Consigne: Restituez mot pour mot le passage du texte sur la laïcité qui va de « Mais qu’ont-ils fait » jusqu'à « religieux ou politiques. » inclus.

Texte à lire:
● ● ● ●
« Scandaleuses » : La France, la Belgique, l’Allemagne et toute l’Europe

Laïcité — débat québécois

Chers internautes, j’ai de tristes nouvelles à vous apprendre. J’ai appris mercredi soir vers 21 h 30 que de grands pays démocratiques, que dis-je, de civilisation, comme la France, en fait que l’Europe entière s’étaient livrés depuis quelques décennies à des pratiques « irréalistes, scandaleuses » risquant de mener à « la désobéissance civile », de « faire sauter l’ordre social » et qui valent à ces pays et ce continent naguère dignes d’admiration d’être « montrés du doigt partout à l’étranger ».
Mais qu’ont-ils fait de si répréhensible, de si contraire aux droits et à la bienséance. Eh bien Monsieur, Madame, ils ont eu le fanatisme d’imposer dans leurs pays par des règlements, des avis, des lois, des chartes et même — summum du déshonneur– par des décisions de tribunaux nationaux et européens des mesures de laïcité en tous points semblables à celles prônées par les boute-feux (dont je suis) qui ont signé le Manifeste pour un Québec laïque et pluraliste et qui sont envisagées par le Parti Québécois. En l’espèce : l’interdiction pour les membres de la fonction publique de porter des signes religieux ou politiques.
● ● ● ●
Données fournies:

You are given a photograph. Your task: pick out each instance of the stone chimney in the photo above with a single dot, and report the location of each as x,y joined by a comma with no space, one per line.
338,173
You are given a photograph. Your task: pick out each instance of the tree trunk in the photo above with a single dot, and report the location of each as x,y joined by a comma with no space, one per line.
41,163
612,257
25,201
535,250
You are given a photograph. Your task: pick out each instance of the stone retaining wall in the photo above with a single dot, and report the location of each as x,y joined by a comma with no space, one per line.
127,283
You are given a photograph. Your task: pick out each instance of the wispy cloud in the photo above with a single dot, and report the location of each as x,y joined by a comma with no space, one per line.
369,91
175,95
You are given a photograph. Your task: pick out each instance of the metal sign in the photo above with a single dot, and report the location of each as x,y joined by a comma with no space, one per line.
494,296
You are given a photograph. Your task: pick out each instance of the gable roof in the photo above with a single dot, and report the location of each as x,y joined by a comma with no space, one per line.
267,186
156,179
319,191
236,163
● ● ● ●
Réponse attendue:
Mais qu’ont-ils fait de si répréhensible, de si contraire aux droits et à la bienséance. Eh bien Monsieur, Madame, ils ont eu le fanatisme d’imposer dans leurs pays par des règlements, des avis, des lois, des chartes et même — summum du déshonneur– par des décisions de tribunaux nationaux et européens des mesures de laïcité en tous points semblables à celles prônées par les boute-feux (dont je suis) qui ont signé le Manifeste pour un Québec laïque et pluraliste et qui sont envisagées par le Parti Québécois. En l’espèce : l’interdiction pour les membres de la fonction publique de porter des signes religieux ou politiques.